Display every line in the items below that contains the word "green", copying each line in full. Case counts.

Rows from a pointing dataset

##########

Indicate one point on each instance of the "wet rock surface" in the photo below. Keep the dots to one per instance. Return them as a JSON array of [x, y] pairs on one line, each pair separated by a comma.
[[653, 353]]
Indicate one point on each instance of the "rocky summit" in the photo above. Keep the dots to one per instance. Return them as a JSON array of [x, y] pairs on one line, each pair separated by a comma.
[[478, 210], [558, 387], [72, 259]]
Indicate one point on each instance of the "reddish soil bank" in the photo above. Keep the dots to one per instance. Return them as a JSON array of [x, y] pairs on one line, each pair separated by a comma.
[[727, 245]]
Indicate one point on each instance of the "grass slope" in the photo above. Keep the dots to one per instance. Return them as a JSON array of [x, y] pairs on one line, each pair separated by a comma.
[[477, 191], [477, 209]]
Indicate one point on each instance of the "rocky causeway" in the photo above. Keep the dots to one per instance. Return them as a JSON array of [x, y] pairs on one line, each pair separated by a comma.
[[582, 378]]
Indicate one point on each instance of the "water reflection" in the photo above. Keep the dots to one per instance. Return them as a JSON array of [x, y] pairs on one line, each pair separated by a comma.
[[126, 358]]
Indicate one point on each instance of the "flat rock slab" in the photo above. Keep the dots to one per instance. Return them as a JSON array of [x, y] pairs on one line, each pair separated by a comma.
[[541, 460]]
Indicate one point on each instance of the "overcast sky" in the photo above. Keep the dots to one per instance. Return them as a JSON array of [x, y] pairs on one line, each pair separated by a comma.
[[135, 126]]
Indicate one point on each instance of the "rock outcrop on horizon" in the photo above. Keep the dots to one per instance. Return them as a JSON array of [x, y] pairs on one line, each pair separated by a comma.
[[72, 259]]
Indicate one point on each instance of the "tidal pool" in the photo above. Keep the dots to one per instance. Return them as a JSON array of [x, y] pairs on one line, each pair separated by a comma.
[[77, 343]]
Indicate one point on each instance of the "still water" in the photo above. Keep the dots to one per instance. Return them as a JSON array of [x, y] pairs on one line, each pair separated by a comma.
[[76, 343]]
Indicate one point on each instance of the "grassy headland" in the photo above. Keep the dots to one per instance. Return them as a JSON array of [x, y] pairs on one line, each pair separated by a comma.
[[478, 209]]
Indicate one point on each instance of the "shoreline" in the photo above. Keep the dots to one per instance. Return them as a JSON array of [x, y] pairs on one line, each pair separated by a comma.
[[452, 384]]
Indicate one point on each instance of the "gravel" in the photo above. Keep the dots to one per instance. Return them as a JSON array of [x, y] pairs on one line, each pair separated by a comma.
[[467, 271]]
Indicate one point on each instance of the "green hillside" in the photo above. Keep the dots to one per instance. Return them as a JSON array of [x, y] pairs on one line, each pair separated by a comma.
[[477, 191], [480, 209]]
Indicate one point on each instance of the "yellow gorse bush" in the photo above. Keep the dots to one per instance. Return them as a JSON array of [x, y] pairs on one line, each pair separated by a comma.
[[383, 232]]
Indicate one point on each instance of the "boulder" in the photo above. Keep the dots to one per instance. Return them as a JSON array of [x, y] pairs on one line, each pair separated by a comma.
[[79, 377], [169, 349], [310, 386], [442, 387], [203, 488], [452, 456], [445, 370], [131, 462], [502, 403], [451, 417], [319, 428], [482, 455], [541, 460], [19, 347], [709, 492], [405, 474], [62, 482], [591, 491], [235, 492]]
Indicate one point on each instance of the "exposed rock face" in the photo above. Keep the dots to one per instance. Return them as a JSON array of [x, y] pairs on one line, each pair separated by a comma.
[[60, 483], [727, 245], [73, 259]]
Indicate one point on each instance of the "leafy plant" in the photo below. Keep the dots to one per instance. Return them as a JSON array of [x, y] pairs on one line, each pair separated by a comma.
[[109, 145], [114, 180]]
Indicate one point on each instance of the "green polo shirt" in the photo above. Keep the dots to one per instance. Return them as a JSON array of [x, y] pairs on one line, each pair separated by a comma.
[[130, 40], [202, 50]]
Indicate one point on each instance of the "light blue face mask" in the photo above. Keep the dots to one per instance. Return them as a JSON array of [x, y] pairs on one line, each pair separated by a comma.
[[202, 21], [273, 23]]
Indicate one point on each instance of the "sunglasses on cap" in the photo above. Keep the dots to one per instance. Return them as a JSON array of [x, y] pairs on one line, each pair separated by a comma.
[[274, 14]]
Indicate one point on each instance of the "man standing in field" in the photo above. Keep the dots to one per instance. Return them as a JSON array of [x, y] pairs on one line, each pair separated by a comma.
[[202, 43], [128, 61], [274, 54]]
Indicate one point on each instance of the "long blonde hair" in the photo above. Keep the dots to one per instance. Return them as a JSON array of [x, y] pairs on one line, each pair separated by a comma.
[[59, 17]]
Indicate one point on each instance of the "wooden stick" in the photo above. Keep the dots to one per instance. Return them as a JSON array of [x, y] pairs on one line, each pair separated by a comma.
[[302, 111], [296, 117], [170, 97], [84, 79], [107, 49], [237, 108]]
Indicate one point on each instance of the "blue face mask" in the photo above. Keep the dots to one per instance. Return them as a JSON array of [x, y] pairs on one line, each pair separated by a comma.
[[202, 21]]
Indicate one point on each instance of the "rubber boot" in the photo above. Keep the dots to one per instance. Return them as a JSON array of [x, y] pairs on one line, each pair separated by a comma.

##########

### WRITTEN SOLUTION
Indicate one point on each instance of the "green hillside" in the photo above. Keep the dots to one per instance. Return them as a JSON array of [x, y] pairs on one line, each pair separated by a comma.
Indicate one point on each instance of the "green polo shirt" in the photo above. Keep the dots to one per instance. Return them as a JSON array of [x, y] pairs on one line, each pair separated by a comma.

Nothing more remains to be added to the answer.